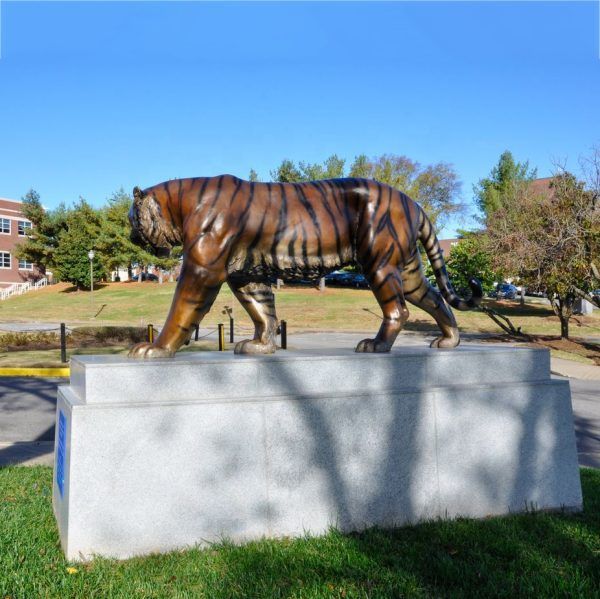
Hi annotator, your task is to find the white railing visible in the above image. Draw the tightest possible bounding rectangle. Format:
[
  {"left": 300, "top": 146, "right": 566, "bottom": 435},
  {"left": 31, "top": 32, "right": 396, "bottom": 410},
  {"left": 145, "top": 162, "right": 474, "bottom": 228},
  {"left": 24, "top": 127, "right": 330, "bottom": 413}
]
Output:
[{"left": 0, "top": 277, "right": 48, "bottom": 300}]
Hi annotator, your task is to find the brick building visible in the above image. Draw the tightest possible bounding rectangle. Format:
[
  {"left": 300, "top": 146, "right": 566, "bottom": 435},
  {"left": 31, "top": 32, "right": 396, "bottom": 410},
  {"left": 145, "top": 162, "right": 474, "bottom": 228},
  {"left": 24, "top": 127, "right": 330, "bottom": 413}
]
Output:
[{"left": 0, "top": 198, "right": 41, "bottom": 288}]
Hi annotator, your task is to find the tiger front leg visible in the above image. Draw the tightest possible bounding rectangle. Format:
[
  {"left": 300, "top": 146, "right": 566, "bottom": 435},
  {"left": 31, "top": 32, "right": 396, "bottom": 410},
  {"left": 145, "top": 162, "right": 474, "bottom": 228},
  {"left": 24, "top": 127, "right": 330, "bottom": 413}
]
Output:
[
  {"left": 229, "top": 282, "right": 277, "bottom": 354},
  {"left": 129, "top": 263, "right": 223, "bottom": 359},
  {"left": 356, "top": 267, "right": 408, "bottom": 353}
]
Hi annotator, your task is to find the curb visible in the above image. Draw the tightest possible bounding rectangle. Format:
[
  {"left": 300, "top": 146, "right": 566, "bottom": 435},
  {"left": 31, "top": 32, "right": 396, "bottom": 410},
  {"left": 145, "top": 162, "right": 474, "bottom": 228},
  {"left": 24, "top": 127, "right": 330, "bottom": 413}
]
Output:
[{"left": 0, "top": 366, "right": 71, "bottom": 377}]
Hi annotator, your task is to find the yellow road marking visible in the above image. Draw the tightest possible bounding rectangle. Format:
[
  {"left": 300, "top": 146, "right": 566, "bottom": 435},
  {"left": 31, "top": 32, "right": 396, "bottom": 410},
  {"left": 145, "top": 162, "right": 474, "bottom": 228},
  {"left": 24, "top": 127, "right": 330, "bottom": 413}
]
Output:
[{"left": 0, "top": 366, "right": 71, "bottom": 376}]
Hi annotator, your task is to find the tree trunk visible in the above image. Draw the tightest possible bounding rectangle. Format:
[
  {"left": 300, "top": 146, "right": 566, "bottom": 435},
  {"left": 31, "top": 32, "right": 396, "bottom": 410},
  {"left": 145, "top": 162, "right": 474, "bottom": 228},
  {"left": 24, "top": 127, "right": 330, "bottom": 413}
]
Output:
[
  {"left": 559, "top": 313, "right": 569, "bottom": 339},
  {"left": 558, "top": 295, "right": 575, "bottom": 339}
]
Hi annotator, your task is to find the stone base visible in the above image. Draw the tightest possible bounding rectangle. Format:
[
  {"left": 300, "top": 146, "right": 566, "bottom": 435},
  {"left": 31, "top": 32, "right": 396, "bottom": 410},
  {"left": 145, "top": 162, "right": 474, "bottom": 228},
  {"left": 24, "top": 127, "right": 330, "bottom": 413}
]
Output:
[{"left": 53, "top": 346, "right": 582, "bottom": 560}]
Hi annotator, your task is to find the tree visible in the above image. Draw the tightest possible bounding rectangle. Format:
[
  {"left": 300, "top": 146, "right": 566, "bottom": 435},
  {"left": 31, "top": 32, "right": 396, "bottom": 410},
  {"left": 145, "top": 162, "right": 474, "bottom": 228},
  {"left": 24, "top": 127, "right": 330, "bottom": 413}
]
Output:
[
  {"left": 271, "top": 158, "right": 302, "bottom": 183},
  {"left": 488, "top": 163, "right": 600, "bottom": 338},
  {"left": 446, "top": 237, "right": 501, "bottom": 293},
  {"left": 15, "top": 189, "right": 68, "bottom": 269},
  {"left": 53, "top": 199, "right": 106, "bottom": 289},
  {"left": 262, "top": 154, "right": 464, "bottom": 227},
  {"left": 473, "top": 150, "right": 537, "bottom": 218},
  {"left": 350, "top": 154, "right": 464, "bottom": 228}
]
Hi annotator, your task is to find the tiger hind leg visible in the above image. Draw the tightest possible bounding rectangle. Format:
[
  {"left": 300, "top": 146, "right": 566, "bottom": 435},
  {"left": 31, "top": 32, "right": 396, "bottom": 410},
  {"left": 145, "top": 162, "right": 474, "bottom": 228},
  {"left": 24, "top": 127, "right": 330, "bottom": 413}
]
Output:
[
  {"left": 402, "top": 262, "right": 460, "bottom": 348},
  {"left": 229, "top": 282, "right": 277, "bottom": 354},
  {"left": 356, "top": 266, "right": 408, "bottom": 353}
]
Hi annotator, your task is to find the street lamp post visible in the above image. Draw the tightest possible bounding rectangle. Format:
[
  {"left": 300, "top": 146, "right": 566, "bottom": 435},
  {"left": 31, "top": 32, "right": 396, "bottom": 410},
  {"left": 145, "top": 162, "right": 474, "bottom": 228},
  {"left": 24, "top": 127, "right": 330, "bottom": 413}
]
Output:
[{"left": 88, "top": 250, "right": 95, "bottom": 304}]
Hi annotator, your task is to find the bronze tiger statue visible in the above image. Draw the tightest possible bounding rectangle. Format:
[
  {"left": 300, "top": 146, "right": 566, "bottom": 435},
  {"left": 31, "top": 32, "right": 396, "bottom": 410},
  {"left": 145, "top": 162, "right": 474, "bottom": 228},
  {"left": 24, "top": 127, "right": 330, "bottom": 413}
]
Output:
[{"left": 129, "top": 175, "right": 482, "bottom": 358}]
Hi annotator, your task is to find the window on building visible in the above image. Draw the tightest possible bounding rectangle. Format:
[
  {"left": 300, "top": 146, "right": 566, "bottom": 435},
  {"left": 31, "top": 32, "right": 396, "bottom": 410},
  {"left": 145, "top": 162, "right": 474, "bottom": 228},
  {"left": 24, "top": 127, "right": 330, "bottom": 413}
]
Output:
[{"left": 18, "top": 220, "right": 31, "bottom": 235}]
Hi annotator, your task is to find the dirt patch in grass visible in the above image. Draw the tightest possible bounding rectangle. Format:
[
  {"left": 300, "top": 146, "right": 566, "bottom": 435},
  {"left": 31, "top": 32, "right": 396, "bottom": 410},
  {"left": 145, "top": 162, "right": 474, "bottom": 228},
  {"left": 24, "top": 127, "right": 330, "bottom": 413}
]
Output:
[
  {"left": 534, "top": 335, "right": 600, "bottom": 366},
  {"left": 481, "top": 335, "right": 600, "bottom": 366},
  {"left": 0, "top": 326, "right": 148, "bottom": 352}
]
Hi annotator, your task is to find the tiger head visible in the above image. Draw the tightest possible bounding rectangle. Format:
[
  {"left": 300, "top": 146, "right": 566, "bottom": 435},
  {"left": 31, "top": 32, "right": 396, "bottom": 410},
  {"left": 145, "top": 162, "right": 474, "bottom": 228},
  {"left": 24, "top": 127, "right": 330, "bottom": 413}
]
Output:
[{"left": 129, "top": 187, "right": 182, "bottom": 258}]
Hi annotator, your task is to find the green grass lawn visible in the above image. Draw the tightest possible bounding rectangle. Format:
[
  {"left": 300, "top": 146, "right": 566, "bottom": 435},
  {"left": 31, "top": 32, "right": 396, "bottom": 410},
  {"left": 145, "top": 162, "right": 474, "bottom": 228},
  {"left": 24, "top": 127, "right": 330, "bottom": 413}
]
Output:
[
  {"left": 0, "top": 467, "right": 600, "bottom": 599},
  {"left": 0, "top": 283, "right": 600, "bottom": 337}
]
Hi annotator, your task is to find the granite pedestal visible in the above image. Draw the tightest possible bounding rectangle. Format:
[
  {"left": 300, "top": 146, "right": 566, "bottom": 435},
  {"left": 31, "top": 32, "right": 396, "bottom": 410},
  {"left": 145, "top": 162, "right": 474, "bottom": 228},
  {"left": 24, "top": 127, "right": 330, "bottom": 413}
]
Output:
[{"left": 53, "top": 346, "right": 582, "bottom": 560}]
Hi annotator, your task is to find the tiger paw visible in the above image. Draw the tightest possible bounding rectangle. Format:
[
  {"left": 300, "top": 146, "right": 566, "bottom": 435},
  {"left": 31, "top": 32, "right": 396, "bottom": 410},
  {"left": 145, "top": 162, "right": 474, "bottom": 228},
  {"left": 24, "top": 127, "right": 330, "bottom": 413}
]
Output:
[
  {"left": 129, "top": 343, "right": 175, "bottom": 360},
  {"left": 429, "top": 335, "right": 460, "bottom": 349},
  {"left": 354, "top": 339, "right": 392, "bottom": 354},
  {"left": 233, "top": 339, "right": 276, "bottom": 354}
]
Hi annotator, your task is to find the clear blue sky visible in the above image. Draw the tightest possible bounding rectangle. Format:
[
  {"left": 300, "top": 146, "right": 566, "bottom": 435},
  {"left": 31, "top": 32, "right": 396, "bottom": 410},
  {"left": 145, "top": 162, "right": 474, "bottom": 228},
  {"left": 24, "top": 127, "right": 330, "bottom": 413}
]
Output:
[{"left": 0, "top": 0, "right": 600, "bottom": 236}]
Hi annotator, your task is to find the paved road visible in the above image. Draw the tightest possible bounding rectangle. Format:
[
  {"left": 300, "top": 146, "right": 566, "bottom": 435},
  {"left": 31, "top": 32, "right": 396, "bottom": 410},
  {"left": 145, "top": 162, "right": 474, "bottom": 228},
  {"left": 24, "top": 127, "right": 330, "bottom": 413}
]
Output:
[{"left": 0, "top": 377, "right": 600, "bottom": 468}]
· · · · · · ·
= The task =
Pick out each line in the items above that contains the word "building", and copy those lines.

= Output for this task =
Hi annotator, your task is to find the brick building visible in the above image. Draw the tightest possible bounding rectangle. Format:
Hi annotator, your task is to find the window on building visible in the above image. Draw the tightest possible bounding rectangle. Format:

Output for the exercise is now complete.